(Data excerpts)

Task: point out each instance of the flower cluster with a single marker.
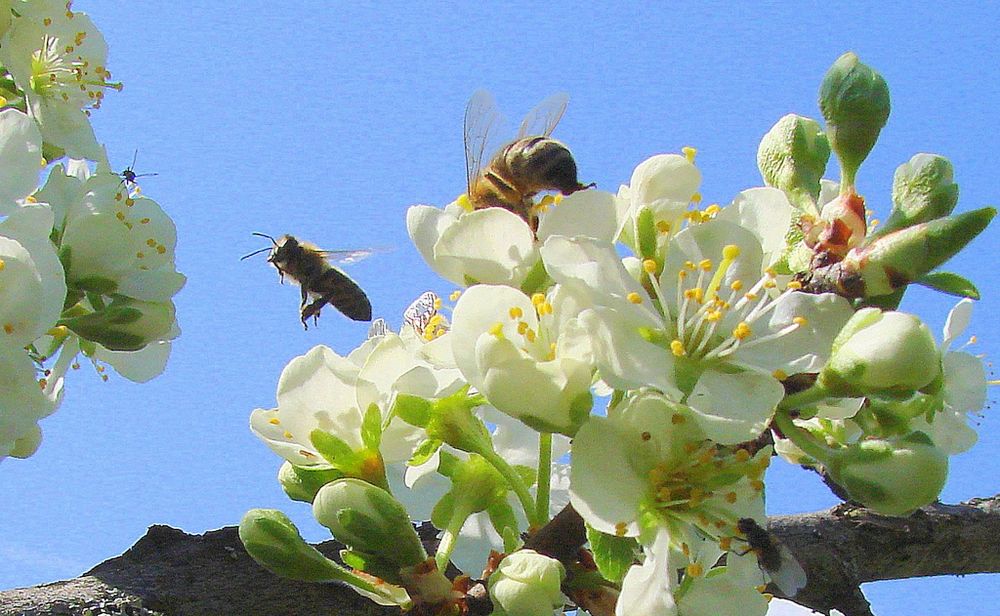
(86, 261)
(680, 347)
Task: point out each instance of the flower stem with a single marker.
(544, 475)
(516, 483)
(803, 439)
(450, 535)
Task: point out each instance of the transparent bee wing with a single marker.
(378, 328)
(542, 120)
(420, 312)
(790, 577)
(481, 118)
(346, 257)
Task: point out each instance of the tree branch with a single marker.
(171, 572)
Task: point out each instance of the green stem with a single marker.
(516, 483)
(803, 439)
(544, 475)
(450, 535)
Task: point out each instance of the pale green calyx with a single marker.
(881, 352)
(527, 584)
(368, 519)
(792, 157)
(892, 477)
(854, 100)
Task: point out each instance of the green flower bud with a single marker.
(896, 259)
(368, 519)
(922, 190)
(881, 352)
(274, 542)
(892, 477)
(301, 484)
(792, 157)
(527, 584)
(126, 324)
(854, 100)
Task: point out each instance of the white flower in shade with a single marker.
(511, 348)
(495, 246)
(963, 390)
(32, 284)
(719, 336)
(115, 244)
(58, 58)
(20, 157)
(24, 401)
(648, 464)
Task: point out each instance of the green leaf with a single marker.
(613, 555)
(950, 283)
(371, 427)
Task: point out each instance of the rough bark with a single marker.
(173, 573)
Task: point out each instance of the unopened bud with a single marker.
(792, 156)
(892, 477)
(527, 584)
(881, 352)
(368, 519)
(854, 100)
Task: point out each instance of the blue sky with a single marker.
(327, 120)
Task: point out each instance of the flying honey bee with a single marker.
(774, 558)
(309, 267)
(531, 163)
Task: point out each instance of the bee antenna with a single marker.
(273, 241)
(256, 252)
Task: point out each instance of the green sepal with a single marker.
(371, 427)
(537, 279)
(950, 283)
(424, 452)
(335, 451)
(613, 555)
(646, 234)
(414, 410)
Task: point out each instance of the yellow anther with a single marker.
(497, 330)
(742, 331)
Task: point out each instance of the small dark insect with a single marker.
(773, 557)
(128, 174)
(309, 267)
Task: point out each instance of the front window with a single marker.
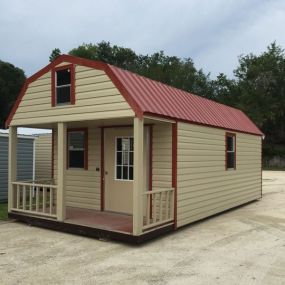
(77, 149)
(230, 151)
(63, 86)
(124, 158)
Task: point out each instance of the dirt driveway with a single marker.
(242, 246)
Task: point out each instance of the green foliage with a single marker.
(54, 54)
(11, 81)
(177, 72)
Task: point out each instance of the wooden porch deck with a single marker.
(101, 220)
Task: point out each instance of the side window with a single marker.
(230, 151)
(77, 149)
(124, 158)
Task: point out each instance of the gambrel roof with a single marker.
(150, 97)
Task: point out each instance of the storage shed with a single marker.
(25, 163)
(132, 158)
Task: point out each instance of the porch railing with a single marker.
(35, 197)
(159, 208)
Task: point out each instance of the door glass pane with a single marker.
(131, 158)
(119, 158)
(119, 144)
(126, 144)
(131, 144)
(131, 173)
(119, 172)
(124, 158)
(125, 172)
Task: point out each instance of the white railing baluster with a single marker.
(50, 200)
(166, 205)
(44, 199)
(160, 207)
(37, 199)
(148, 209)
(25, 192)
(24, 197)
(31, 196)
(18, 196)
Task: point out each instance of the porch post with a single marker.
(61, 166)
(12, 165)
(138, 176)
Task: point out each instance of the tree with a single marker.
(261, 81)
(54, 54)
(11, 81)
(174, 71)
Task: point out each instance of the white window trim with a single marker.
(115, 172)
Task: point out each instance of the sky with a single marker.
(212, 32)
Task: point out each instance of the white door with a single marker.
(119, 159)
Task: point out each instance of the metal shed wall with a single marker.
(25, 150)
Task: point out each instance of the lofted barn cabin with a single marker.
(132, 158)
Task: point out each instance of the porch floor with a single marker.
(98, 219)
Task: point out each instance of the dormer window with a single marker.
(63, 86)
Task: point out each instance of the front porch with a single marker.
(53, 203)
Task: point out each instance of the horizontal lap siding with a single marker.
(24, 163)
(96, 98)
(43, 156)
(162, 156)
(204, 186)
(83, 186)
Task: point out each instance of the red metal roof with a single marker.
(146, 96)
(157, 98)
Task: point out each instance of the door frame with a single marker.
(102, 157)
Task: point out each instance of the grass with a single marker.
(3, 211)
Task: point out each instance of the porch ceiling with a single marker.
(99, 123)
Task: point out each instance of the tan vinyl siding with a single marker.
(96, 98)
(43, 156)
(162, 156)
(83, 186)
(204, 186)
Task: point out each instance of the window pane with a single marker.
(230, 160)
(131, 173)
(76, 140)
(126, 144)
(119, 158)
(125, 172)
(131, 158)
(125, 158)
(119, 144)
(119, 172)
(76, 158)
(230, 143)
(63, 95)
(131, 144)
(63, 77)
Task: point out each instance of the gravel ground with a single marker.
(242, 246)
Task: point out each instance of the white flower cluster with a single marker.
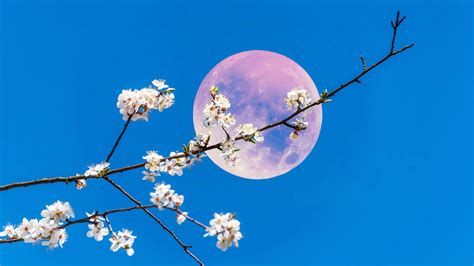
(227, 229)
(196, 145)
(300, 124)
(230, 151)
(123, 240)
(157, 163)
(97, 169)
(297, 98)
(97, 229)
(139, 103)
(216, 111)
(48, 229)
(181, 217)
(165, 197)
(249, 133)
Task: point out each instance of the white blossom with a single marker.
(58, 211)
(57, 238)
(8, 230)
(97, 169)
(165, 197)
(300, 123)
(81, 183)
(139, 103)
(216, 111)
(181, 217)
(149, 176)
(249, 133)
(97, 229)
(200, 141)
(230, 151)
(227, 229)
(123, 240)
(297, 98)
(294, 135)
(48, 229)
(153, 161)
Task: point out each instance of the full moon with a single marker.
(256, 83)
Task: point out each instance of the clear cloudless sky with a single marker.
(389, 181)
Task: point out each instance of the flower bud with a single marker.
(81, 183)
(294, 135)
(214, 90)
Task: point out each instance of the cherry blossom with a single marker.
(181, 217)
(216, 111)
(97, 229)
(97, 169)
(230, 151)
(165, 197)
(123, 240)
(138, 103)
(58, 211)
(227, 229)
(249, 133)
(297, 98)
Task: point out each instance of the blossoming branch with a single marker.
(133, 105)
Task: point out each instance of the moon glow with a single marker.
(256, 83)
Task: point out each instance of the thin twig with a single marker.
(111, 153)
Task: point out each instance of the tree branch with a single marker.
(356, 79)
(113, 211)
(111, 153)
(163, 226)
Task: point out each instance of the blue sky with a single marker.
(389, 181)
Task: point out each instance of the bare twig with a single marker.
(125, 126)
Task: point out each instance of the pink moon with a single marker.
(256, 83)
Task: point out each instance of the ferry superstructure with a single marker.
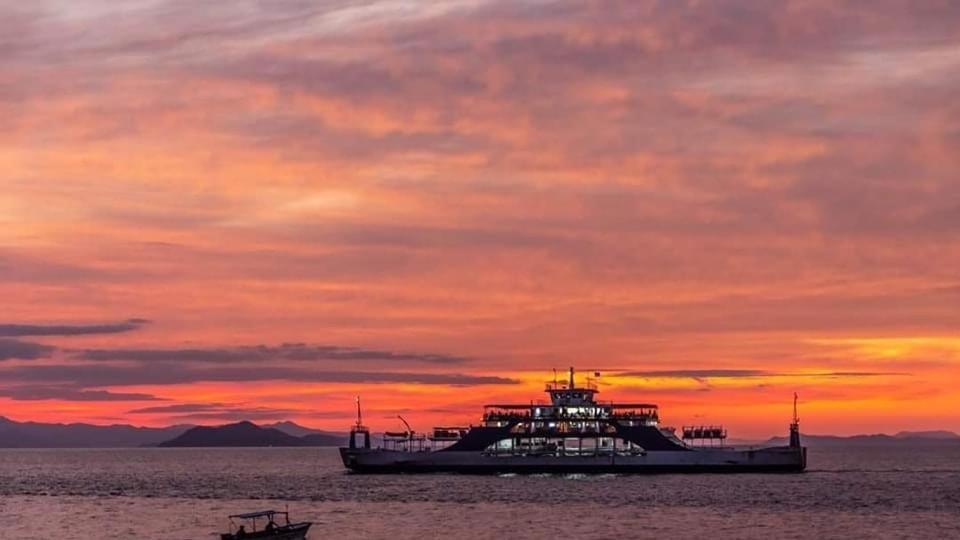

--- What you should do ---
In your copy, please omit the pictures and print every line of the records exactly.

--- Result of this exercise ---
Task: point out each instance of the flower cluster with a single marker.
(86, 261)
(680, 347)
Task: point out each instance of the flower stem with a single marker.
(544, 475)
(516, 483)
(803, 439)
(450, 535)
Task: point out each instance of the transparent bee wing with a single marker.
(378, 328)
(542, 120)
(420, 312)
(790, 577)
(481, 118)
(346, 257)
Task: point out each instance of the tree branch with a single marker.
(171, 572)
Task: point out each instance of the green stem with a single marker.
(516, 483)
(803, 439)
(544, 475)
(450, 535)
Task: point out each instance of the pale green calyx with a single marker.
(881, 352)
(527, 584)
(368, 519)
(792, 157)
(892, 477)
(854, 100)
Task: point out each instance of the green flower bud with a single marker.
(896, 259)
(368, 519)
(922, 190)
(881, 352)
(274, 542)
(892, 477)
(301, 484)
(792, 157)
(527, 584)
(126, 324)
(854, 100)
Task: point out each instance of the white flower in shade with a single marker.
(511, 348)
(495, 246)
(963, 390)
(32, 284)
(719, 336)
(115, 244)
(58, 58)
(20, 157)
(24, 401)
(648, 464)
Task: point out each instance of the green leaf with a single marker.
(613, 555)
(950, 283)
(371, 427)
Task: point out each instance of the rough bark with a single marker.
(173, 573)
Task: point out each instance of the unopened bud with a single marker.
(792, 156)
(892, 477)
(527, 584)
(881, 352)
(368, 519)
(854, 100)
Task: point out each instance of the blue sky with a single marker.
(327, 120)
Task: point out each instance of the flying honey bee with a single marker.
(774, 558)
(309, 267)
(531, 163)
Task: point out each instance of the bee antenna with a single marker.
(273, 241)
(256, 252)
Task: point out each instance of the green sepal with a single marker.
(371, 427)
(537, 279)
(950, 283)
(424, 452)
(335, 451)
(613, 555)
(646, 234)
(414, 410)
Task: point out each instance of the yellow anther with a single marker.
(497, 330)
(742, 331)
Task: point out each instance of the small dark insect with a single marker.
(773, 557)
(128, 174)
(309, 267)
Task: point out each instance of the front window with a single marker.
(77, 149)
(230, 151)
(63, 86)
(124, 158)
Task: point out each instance of the dirt driveway with a single marker.
(242, 246)
Task: point out each instance of the green foliage with a single marker.
(54, 54)
(11, 81)
(177, 72)
Task: point out each instance of the wooden porch deck with a single marker.
(101, 220)
Task: point out each instance of the side window with a single marker.
(230, 151)
(77, 149)
(124, 158)
Task: point out each instance of the gambrel roof with a single marker.
(150, 97)
Task: point out each instance of the storage shed with a single marker.
(25, 163)
(132, 158)
Task: point out each instance of the porch railing with a single marker.
(35, 197)
(159, 208)
Task: point out each instance of the door glass pane with a single marker.
(131, 158)
(119, 158)
(119, 144)
(126, 144)
(131, 144)
(131, 173)
(119, 172)
(124, 158)
(125, 172)
Task: point out each instance of the white railing baluster with a single marker.
(50, 200)
(166, 205)
(44, 199)
(160, 207)
(37, 199)
(148, 209)
(25, 192)
(24, 197)
(31, 196)
(18, 196)
Task: point out each instance of the porch post with a single marker.
(61, 166)
(12, 165)
(138, 176)
Task: point out each instance of the tree with a single marker.
(261, 81)
(54, 54)
(11, 81)
(174, 71)
Task: point out each instance of the white window trim with a single marker.
(115, 172)
Task: point out each instance of the sky with a single marker.
(212, 32)
Task: point out each instance of the white door with a single marker.
(119, 159)
Task: point out each instance of the metal shed wall with a single marker.
(25, 150)
Task: point out each instance of the lofted barn cabin with a single marker.
(132, 158)
Task: point out each instance of the porch floor with a single marker.
(98, 219)
Task: point out each instance of the dormer window with a single marker.
(63, 86)
Task: point out each instance of the front porch with a single marker.
(53, 203)
Task: point out each instance of the horizontal lap siding with a single marker.
(24, 163)
(96, 98)
(43, 156)
(162, 156)
(204, 186)
(83, 186)
Task: point out each instance of the red metal roof with a single marker.
(146, 96)
(157, 98)
Task: point out each instance of the door frame with a single marker.
(102, 157)
Task: point out each instance of the grass with a single marker.
(3, 211)
Task: point out each instance of the porch ceiling with a single marker.
(99, 123)
Task: point out each instance of the tan vinyl siding with a single marker.
(96, 98)
(43, 156)
(162, 156)
(83, 186)
(204, 186)
Task: point out each instance of the window pane with a single marker.
(230, 160)
(131, 173)
(76, 140)
(126, 144)
(119, 158)
(125, 172)
(131, 158)
(125, 158)
(119, 144)
(119, 172)
(76, 158)
(230, 143)
(63, 95)
(131, 144)
(63, 77)
Task: point out each instance of the gravel ground with a single marker.
(242, 246)
Task: point out each instance of the white flower cluster with a single marker.
(227, 229)
(196, 145)
(300, 124)
(230, 151)
(123, 240)
(157, 163)
(97, 169)
(297, 98)
(97, 229)
(139, 103)
(216, 111)
(48, 229)
(181, 217)
(165, 197)
(249, 133)
Task: point out each instance of the white blossom with a single marker.
(58, 211)
(57, 238)
(8, 230)
(97, 169)
(165, 197)
(300, 123)
(81, 183)
(139, 103)
(216, 111)
(181, 217)
(149, 176)
(249, 133)
(97, 229)
(200, 141)
(230, 151)
(227, 229)
(123, 240)
(297, 98)
(294, 135)
(48, 229)
(153, 161)
Task: point out each instance of the full moon with a single marker.
(256, 83)
Task: point out each instance of the clear cloudless sky with a single marker.
(389, 181)
Task: point out each instance of the flower bud with a single marker.
(81, 183)
(294, 135)
(214, 90)
Task: point out each instance of the cherry blossom with a single marker.
(181, 217)
(216, 111)
(97, 229)
(97, 169)
(230, 151)
(165, 197)
(123, 240)
(138, 103)
(58, 211)
(227, 229)
(249, 133)
(297, 98)
Task: point out each instance of the blossoming branch with a single marker.
(133, 105)
Task: point out each instance of the moon glow with a single marker.
(256, 83)
Task: point out each instance of the thin twig with a single marker.
(111, 153)
Task: point out each instance of the tree branch with a single marker.
(356, 79)
(113, 211)
(111, 153)
(163, 226)
Task: point out each instance of the blue sky with a single marker.
(389, 181)
Task: point out each instance of the bare twig with a single marker.
(125, 126)
Task: point out each instance of the pink moon with a single marker.
(256, 83)
Task: point out each instance of the ferry superstructure with a single marker.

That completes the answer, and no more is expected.